**Excerpted text:**
This is a story about verbal diarrhoea...

Dusty keyboard

In the interests of writing regularly, but trying not to be repetitive and boring, I sometimes try to pick a subject which will hopefully bring a bit of variety. My writing style is a stream-of-consciousness, so it can be a little difficult to write about a subject I haven't been thinking about; I tend to jump around, in a scatterbrained kind of way. I hope the low quality can be excused.

Having written and published more than 1.3 million words on this website, my next long-term goal is to reach 2 million. When I was getting close to my first million, I became quite fixated with the finishing line, so I was writing an enormous quantity, but the quality for my readers wasn't great.

My present plan is to write 700 words per day, from Monday to Friday, and to have the weekend off... like a 'normal' job. At that rate, I will be producing 182,000 words per year, so I won't hit 2 million words until 2024, which I guess is OK. What's the rush?

The reason for writing 700 words, or fewer, is that it means each essay is a short read instead of a long one. Readers are occasionally in the mood to wade through a long essay, but more often than not, they just want something snack-size. If I hope to cultivate long-term daily readers, I have to avoid bombarding them with more than they can possibly consume.

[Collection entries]

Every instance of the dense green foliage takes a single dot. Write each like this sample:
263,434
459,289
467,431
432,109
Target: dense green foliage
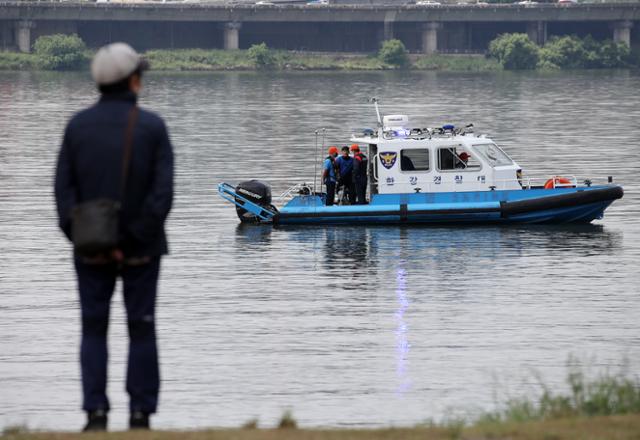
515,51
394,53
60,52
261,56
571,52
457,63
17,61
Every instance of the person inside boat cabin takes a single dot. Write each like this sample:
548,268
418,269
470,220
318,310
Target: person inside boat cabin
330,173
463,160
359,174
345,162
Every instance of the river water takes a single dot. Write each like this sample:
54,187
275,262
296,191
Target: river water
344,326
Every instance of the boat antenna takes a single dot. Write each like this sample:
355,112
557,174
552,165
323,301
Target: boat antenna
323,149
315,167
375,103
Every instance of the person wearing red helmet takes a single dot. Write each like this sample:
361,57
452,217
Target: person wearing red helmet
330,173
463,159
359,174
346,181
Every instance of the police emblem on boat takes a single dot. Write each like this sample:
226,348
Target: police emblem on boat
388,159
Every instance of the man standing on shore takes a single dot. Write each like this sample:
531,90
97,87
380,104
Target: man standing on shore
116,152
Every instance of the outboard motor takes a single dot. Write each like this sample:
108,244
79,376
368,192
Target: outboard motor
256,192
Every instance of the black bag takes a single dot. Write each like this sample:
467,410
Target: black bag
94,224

**Problems and tasks:**
**a)** According to the essay on writing, how many words does the writer plan to produce per year?
**b)** Repeat everything in the essay on writing from "Dusty keyboard" down to "readers wasn't great.".

**Problem solutions:**
**a)** 182,000 words per year.

**b)**
Dusty keyboard

In the interests of writing regularly, but trying not to be repetitive and boring, I sometimes try to pick a subject which will hopefully bring a bit of variety. My writing style is a stream-of-consciousness, so it can be a little difficult to write about a subject I haven't been thinking about; I tend to jump around, in a scatterbrained kind of way. I hope the low quality can be excused.

Having written and published more than 1.3 million words on this website, my next long-term goal is to reach 2 million. When I was getting close to my first million, I became quite fixated with the finishing line, so I was writing an enormous quantity, but the quality for my readers wasn't great.